WHAT TO DO: Please repeat the data shown below, word for word.

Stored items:

----

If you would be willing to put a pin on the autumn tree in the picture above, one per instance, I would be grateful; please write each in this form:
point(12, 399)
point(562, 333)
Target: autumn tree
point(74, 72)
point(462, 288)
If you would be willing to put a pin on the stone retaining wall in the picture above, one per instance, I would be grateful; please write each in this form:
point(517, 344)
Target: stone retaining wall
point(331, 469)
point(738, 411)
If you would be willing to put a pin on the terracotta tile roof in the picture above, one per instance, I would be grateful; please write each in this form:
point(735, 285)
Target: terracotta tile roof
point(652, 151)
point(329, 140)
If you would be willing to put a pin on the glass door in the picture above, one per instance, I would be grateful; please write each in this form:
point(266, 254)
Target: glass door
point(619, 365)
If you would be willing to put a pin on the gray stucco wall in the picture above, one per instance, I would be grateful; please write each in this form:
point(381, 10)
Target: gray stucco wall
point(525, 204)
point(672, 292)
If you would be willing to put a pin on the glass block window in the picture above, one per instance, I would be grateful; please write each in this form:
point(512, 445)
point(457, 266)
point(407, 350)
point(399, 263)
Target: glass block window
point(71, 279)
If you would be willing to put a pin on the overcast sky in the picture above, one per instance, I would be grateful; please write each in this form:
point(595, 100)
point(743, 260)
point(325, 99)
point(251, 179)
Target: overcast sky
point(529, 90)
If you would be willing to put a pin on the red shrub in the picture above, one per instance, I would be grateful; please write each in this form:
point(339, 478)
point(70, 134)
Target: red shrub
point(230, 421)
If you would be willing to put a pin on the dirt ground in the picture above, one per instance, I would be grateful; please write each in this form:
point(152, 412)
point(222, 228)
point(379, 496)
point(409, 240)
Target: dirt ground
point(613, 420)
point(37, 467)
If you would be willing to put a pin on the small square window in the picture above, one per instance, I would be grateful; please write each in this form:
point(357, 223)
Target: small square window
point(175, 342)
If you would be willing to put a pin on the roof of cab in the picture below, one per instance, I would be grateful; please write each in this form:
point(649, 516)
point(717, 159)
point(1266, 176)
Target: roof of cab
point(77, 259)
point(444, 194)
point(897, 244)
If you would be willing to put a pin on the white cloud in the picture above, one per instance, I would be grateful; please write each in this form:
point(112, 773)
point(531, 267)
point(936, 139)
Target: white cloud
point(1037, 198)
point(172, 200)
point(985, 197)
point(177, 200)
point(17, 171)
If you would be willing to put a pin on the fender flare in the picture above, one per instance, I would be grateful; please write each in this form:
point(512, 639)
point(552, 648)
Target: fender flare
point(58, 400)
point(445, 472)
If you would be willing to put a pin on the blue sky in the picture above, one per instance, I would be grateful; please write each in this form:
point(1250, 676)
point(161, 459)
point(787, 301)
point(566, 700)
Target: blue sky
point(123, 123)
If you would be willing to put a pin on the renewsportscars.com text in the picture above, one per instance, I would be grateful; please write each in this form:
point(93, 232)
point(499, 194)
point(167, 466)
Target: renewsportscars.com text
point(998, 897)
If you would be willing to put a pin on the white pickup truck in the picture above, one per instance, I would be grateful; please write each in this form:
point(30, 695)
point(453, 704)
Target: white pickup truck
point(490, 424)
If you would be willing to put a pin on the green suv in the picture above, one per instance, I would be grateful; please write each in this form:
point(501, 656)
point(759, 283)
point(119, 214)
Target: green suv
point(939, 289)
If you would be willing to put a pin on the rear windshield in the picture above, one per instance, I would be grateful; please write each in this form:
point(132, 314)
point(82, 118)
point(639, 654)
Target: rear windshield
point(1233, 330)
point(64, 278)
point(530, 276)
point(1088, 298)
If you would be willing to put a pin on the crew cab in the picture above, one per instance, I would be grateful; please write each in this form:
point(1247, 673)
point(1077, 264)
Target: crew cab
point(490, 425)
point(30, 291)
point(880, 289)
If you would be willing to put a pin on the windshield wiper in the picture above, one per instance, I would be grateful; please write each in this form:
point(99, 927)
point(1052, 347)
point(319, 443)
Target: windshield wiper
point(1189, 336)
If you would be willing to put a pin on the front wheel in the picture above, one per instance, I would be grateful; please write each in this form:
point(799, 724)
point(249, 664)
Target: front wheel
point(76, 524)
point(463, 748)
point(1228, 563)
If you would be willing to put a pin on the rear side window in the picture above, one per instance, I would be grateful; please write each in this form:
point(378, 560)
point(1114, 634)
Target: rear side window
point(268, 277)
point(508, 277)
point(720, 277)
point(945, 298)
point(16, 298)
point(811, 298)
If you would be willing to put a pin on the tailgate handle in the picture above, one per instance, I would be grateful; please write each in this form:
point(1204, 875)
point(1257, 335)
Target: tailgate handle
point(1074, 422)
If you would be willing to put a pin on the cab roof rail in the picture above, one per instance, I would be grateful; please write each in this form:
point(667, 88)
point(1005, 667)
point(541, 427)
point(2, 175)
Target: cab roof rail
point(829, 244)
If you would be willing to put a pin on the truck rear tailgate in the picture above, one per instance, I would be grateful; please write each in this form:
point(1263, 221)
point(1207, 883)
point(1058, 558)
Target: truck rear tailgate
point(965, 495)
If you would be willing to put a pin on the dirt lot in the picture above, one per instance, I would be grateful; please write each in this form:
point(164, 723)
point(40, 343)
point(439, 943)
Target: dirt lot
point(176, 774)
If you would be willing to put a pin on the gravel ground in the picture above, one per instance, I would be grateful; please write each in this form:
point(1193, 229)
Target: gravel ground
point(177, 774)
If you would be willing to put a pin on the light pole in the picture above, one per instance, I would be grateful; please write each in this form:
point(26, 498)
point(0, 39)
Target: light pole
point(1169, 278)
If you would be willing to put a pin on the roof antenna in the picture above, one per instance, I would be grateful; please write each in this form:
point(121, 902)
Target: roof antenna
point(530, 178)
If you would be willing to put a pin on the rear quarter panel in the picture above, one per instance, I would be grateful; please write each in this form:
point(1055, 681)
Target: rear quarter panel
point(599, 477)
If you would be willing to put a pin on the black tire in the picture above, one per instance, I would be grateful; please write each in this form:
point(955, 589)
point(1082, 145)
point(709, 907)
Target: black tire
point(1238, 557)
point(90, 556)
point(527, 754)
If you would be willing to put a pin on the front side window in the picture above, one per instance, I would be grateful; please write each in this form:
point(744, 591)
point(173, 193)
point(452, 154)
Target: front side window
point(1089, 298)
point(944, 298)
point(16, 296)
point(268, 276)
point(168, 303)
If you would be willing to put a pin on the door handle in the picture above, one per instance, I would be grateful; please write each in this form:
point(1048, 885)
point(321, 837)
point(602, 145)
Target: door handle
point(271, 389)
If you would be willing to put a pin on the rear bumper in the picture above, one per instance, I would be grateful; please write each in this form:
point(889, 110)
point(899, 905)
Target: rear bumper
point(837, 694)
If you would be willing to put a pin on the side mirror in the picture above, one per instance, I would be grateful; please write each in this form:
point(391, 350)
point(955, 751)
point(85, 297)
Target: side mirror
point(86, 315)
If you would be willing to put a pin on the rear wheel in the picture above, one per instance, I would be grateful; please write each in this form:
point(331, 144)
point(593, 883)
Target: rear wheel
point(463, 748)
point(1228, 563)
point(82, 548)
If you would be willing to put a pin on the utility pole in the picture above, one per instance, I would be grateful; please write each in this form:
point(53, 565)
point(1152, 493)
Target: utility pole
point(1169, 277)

----

YOUR SOLUTION:
If you would be willing to put a pin on the autumn tree in the picture above, one per instance, I would be grateful; please write each in this form:
point(12, 399)
point(562, 333)
Target: autumn tree
point(74, 72)
point(462, 288)
If you would be willing to put a pin on the stone retaining wall in the picture above, one per instance, I would be grateful; please write each in this form:
point(517, 344)
Target: stone retaining wall
point(331, 469)
point(738, 411)
If you would be willing to put a pin on the terracotta tile roof in the picture above, one per instance, I would be grateful; please write each in this form:
point(735, 285)
Target: terracotta tile roof
point(652, 151)
point(329, 140)
If you would be willing to put a pin on the glass door in the picture above, one per instance, I would be grateful; please write each in this form:
point(266, 254)
Target: glass door
point(619, 365)
If you would be willing to put a pin on the gray stucco wall in the picture above, one per instance, I would be grateful; please write each in this form:
point(381, 10)
Target: gray stucco wall
point(525, 204)
point(672, 292)
If you would be willing to put a pin on the glass block window in the picture above, one per instance, I would be grateful; please write each in this form:
point(512, 445)
point(457, 266)
point(407, 350)
point(399, 263)
Target: glass block window
point(71, 279)
If you would be willing to put a pin on the overcast sky in the picture above, one per instance, I would be grateful; please write each in this form:
point(595, 100)
point(743, 260)
point(325, 99)
point(251, 179)
Target: overcast sky
point(529, 90)
If you would be willing to put a pin on the red shrub in the picture above, one per instance, I would be grateful; please write each in this form:
point(339, 478)
point(70, 134)
Target: red shrub
point(230, 421)
If you would be willing to put a pin on the dirt ground in the picture above, one per instance, I would be grateful; please write each in this form:
point(152, 412)
point(222, 228)
point(379, 496)
point(409, 240)
Target: dirt ground
point(613, 420)
point(37, 467)
If you would be willing to put a pin on the small square window in the picture above, one per instance, I would be grateful; please write each in this form:
point(357, 223)
Target: small square window
point(175, 342)
If you would be willing to put a pin on the roof of cab in the picture below, one per instance, I would be grateful; please write each in this form:
point(649, 516)
point(717, 159)
point(1266, 176)
Target: roof of cab
point(77, 259)
point(444, 194)
point(897, 244)
If you would be willing to put a pin on the white cloud in the picture above, one per instance, I would be grateful; please write each in this form:
point(112, 773)
point(531, 267)
point(936, 139)
Target: white cloud
point(1037, 198)
point(172, 200)
point(985, 197)
point(177, 200)
point(17, 171)
If you would be willing to put a pin on the fender flare in the picture above, one per instance, I would be grateful; please write each in this form:
point(512, 639)
point(552, 648)
Target: fender flare
point(58, 400)
point(445, 472)
If you would be willing to put a pin on the blue sky in the picture above, one per instance, I would be grateful; please write each in this form:
point(1250, 676)
point(161, 459)
point(787, 301)
point(566, 700)
Target: blue sky
point(123, 123)
If you would be willing to put a pin on the renewsportscars.com text in the picture above, one per instance, I would be grateful; please write each in this form:
point(93, 232)
point(499, 194)
point(167, 466)
Target: renewsportscars.com text
point(998, 897)
If you would be willing to put a pin on the white pickup truck in the picture above, one per instance, I would be grateful; please write each in this form:
point(30, 695)
point(453, 704)
Target: white pickup truck
point(490, 424)
If you would be willing to put a pin on the green suv in the picture above, one per instance, I would be grateful; please write each in this form:
point(501, 656)
point(759, 283)
point(119, 214)
Target: green suv
point(939, 289)
If you would be willing to put a pin on the rear windshield in the picture above, one per instance, I would be grateful; please write each in this form:
point(132, 314)
point(82, 118)
point(639, 654)
Target: rear windshield
point(1233, 330)
point(64, 278)
point(530, 276)
point(1088, 298)
If you would be willing to put a pin on the crew cab in the picture above, one per instance, I would be grateful; please write each in this form:
point(1247, 673)
point(1077, 264)
Target: crew cab
point(490, 425)
point(30, 291)
point(880, 289)
If you would be willing to put a pin on the windshield wiper in the picture above, one per instance, I would be grateful; please write each in this form:
point(99, 927)
point(1052, 347)
point(319, 443)
Target: windshield wiper
point(1189, 336)
If you would be willing to put a pin on the front wheel in the picture above, one per instance, I would be grateful; please write each in this form:
point(799, 724)
point(249, 664)
Target: front wheel
point(76, 524)
point(463, 748)
point(1228, 563)
If you would be willing to put a pin on the rear side window in the picture above, one per instance, I would be grateful; please write each in this form:
point(378, 560)
point(1114, 634)
Target: rear side window
point(268, 277)
point(508, 277)
point(720, 277)
point(945, 298)
point(16, 298)
point(811, 298)
If you would be willing to put a pin on the tailgate handle in the picture above, one per instance, I would be grateful; please write each in this form:
point(1204, 875)
point(1257, 335)
Target: tailgate handle
point(1074, 422)
If you would be willing to put a pin on the cab roof rail in the picture above, one per instance, I would be grateful; please write each in this form:
point(667, 88)
point(1005, 667)
point(541, 427)
point(2, 175)
Target: cab roof rail
point(829, 244)
If you would be willing to put a pin on the truck rear tailgate in the picture above, one per instance, I would be grateful; please write each in this form:
point(1263, 221)
point(1207, 883)
point(1058, 558)
Target: truck rear tailgate
point(965, 495)
If you would be willing to put a pin on the dirt lot in the picture above, one per instance, I would be grateful; please write each in this form:
point(164, 723)
point(40, 343)
point(439, 943)
Target: dirt lot
point(176, 774)
If you would be willing to put a pin on the gravel ground in the picture above, one per instance, I would be grateful; please write each in this form:
point(1193, 229)
Target: gravel ground
point(177, 774)
If you would be willing to put a pin on the light pole in the picture above, one per instance, I would be grateful; please write each in this form:
point(26, 498)
point(0, 39)
Target: light pole
point(1169, 278)
If you would be willing to put a pin on the roof antenna in the picture above, one per instance, I would be grateful; please write each in this form:
point(121, 902)
Target: roof antenna
point(530, 178)
If you would be willing to put a pin on the rear quarter panel in the picture above, one per instance, I would be grateful; please write each in this form:
point(1055, 681)
Target: rear quarter panel
point(599, 477)
If you would be willing to put a pin on the black tire in the picture above, one per instance, I would be grateful; please write each in this form:
point(955, 589)
point(1082, 145)
point(709, 907)
Target: black tire
point(1238, 557)
point(90, 556)
point(527, 754)
If you would be willing to put a pin on the front side window in the picture above, one per instance, I would be grateful; please write each in this form:
point(744, 591)
point(173, 193)
point(452, 154)
Target: front side window
point(1089, 298)
point(944, 298)
point(16, 296)
point(268, 276)
point(168, 303)
If you would be willing to put a pin on the door handle in the picture above, one per instance, I would be grateful; please write each in this form:
point(1048, 885)
point(321, 837)
point(602, 145)
Target: door handle
point(271, 389)
If you would be willing to put a pin on the rear bumper in the picture above, one per instance, I would be grateful; please write each in this form:
point(889, 110)
point(899, 905)
Target: rear bumper
point(837, 694)
If you would be willing to put a pin on the side mirror in the picture above, one per instance, I would be grateful; please write each in this form:
point(391, 350)
point(955, 751)
point(85, 297)
Target: side mirror
point(86, 315)
If you would be willing to put a pin on the rear wheel in the picture above, one per instance, I would be grateful; please write each in this form:
point(331, 144)
point(593, 883)
Target: rear wheel
point(463, 748)
point(1228, 563)
point(82, 548)
If you would be willing to put a pin on the utility pole in the picture above, one per instance, I would be grateful; please write each in this form:
point(53, 565)
point(1152, 493)
Target: utility pole
point(1169, 277)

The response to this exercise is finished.